**** 本文

小説家になりたいとか、文章を書く仕事をしたいとか。それは自己実現だとか。私が書き続けているのはいくつかの理由がある。が、それはあとからできた理由だよなって最近思う。

たぶん、書かずにはいられないのだ。文字にして残しておかずにはいられないのだ。

文字にして残してきたことが、私の生きた証だと思うからだ。

記憶というものは、すぐに流れて、どんどんとぼんやりとして、いつのまにか消えていく。こぼれ落ちていく。
それは、はかない。はかないものと分かっているからこそ、これは消したくはないと思う記憶を記録として残しているのだと思う。

写真が、その瞬間の風景を切り取るものだとするのならば、
言葉は、その瞬間の想いを、感情を、浮かびあがらせるものだ。

写真は現像すれば、画像データにすれば、目に見えるものとして残る。
言葉は口から出た瞬間、耳に余韻として響くだけで形には残らない。
そして、
口に出さずに飲み込んできた言葉たちは、お腹の中で、頭の中で、胸の中で、それはどこかわからないが、私の内側に溜まり、他に飲み込まれてきた言葉たちの重みでつぶれていく。

私の中で浮かんできた言葉達は、私の生きた証でもあって、
それが綺麗なものであろうと汚いものであろうとも、生きた証だ。浮かんできたもの、生まれたものをなかったものにすることは忍びない。

とはいえ、
言葉をすべて口から出すわけにもいかない。それは誰かを傷つける可能性もあるし、自分も傷つく可能性もある。そこは慎重にならざるをえない。そう考えて、たぶん、いろんな言葉を想いを飲み込んできている。意識的にも無意識的にも。
だからこそ、誰に見せるわけでもない、手帳やノートに正直に書くと、溜まったものが吐き出されてすっきりするし、またいつか記憶を思い出したいときの手がかりとなる。

そうやって、書き出された言葉達、そこから浮かび上がる記憶たちを第三者目線で見たとき、物語が浮かんでくる。自分の記憶だけでなく、どんどんと派生して、それは妄想と言えるのかもしれない、別の世界が見えだして、それが創作のはじまりだったなと思う。

小説をはじめ、創作されたものを読んで、感じて、自分の出来事ではないのに、まるで自分事のように、心が揺さぶられて、それはある種快感で、それを味わうだけでなく、自らが作り出せたとしたら、影響を与えられるとしたら、どんなに面白いだろうか、どんな快感であろうか。

********
**** データ欄

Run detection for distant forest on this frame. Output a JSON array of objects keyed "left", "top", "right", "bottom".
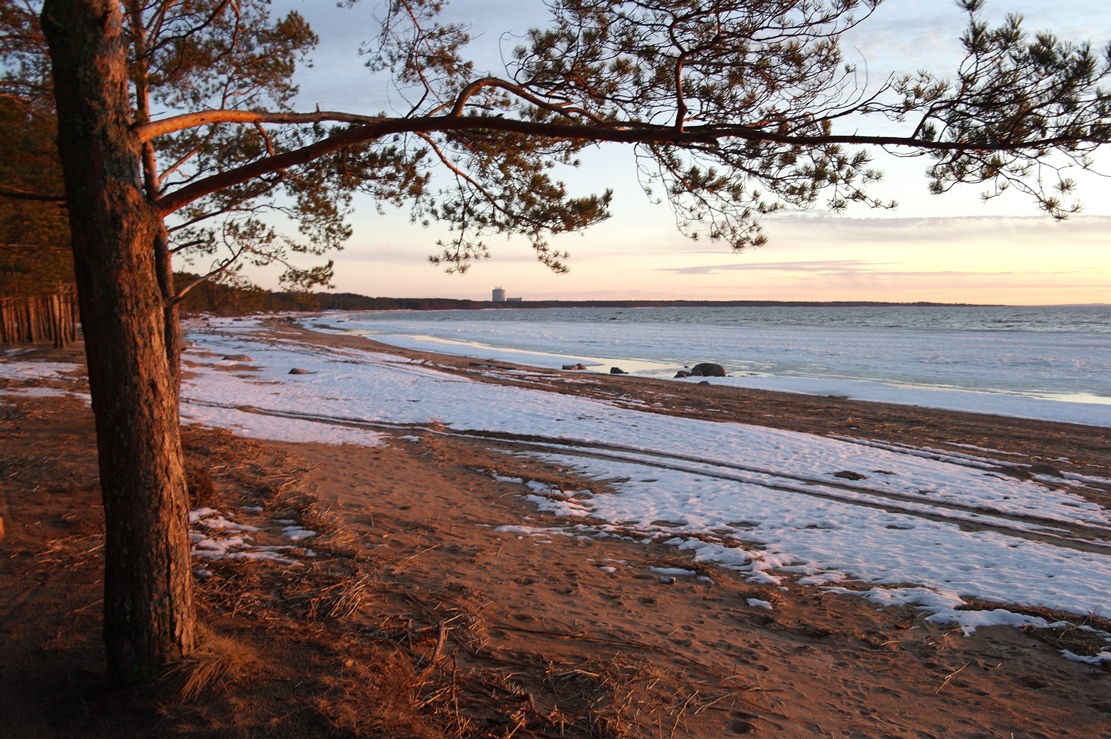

********

**課題 1**
本文で、口に出さずに飲み込んできた言葉たちがある場所として挙げられている体の部位をすべて書き出してください。
**課題 2**
本文のうち、「小説家になりたいとか、文章を」を含む語句で始まり「言葉は、その瞬間の想いを、感情を、浮かびあがらせるものだ。」で終わる部分を、一字一句変えずに書き写してください。

**解答 1**
お腹、頭、胸

**解答 2**
小説家になりたいとか、文章を書く仕事をしたいとか。それは自己実現だとか。私が書き続けているのはいくつかの理由がある。が、それはあとからできた理由だよなって最近思う。

たぶん、書かずにはいられないのだ。文字にして残しておかずにはいられないのだ。

文字にして残してきたことが、私の生きた証だと思うからだ。

記憶というものは、すぐに流れて、どんどんとぼんやりとして、いつのまにか消えていく。こぼれ落ちていく。
それは、はかない。はかないものと分かっているからこそ、これは消したくはないと思う記憶を記録として残しているのだと思う。

写真が、その瞬間の風景を切り取るものだとするのならば、
言葉は、その瞬間の想いを、感情を、浮かびあがらせるものだ。